> [Do this]:
Report how many lines in the records below contain the string "woven". Give only the number.

>> Begin Exercise materials

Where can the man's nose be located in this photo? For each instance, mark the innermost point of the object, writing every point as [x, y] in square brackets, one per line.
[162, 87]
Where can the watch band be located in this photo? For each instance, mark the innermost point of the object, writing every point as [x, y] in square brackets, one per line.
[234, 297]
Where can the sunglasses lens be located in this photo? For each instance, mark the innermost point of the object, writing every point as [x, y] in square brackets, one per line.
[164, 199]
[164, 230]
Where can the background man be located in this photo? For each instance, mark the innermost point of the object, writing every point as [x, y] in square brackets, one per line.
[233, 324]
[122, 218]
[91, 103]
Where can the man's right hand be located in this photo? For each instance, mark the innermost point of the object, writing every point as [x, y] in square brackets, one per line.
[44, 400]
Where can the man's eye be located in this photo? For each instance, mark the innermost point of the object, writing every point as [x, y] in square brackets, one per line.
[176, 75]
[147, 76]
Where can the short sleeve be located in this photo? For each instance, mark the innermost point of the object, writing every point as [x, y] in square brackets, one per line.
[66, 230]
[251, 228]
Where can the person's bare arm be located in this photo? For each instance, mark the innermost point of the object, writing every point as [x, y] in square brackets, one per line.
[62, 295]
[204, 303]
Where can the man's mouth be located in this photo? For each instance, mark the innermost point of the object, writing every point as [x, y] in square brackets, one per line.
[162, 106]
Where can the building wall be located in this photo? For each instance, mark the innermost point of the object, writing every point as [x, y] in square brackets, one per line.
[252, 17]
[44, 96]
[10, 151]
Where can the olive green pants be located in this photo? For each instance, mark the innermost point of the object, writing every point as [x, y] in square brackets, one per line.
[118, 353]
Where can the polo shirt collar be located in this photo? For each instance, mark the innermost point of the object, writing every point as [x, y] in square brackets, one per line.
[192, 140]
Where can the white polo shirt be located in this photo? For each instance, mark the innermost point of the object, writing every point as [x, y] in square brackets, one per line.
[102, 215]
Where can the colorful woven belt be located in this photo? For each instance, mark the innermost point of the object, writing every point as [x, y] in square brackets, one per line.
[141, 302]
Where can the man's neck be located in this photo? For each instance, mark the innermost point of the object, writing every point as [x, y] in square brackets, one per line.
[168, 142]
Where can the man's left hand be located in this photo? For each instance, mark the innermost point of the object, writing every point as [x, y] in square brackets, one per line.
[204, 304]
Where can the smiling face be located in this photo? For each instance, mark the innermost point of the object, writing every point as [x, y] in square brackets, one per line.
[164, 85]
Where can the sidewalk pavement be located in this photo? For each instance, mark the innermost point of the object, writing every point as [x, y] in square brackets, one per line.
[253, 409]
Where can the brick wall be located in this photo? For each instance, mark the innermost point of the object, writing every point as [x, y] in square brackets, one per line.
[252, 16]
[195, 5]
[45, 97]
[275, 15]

>> End Exercise materials
>> Begin Exercise materials

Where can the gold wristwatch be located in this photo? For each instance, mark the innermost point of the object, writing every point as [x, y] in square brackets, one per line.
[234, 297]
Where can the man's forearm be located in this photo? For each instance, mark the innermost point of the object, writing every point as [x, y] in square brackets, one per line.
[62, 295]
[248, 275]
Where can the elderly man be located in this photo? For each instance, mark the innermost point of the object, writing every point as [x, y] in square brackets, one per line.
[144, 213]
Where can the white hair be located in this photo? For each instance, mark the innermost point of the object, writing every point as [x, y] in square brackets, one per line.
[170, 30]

>> End Exercise materials

> [Solution to this task]:
1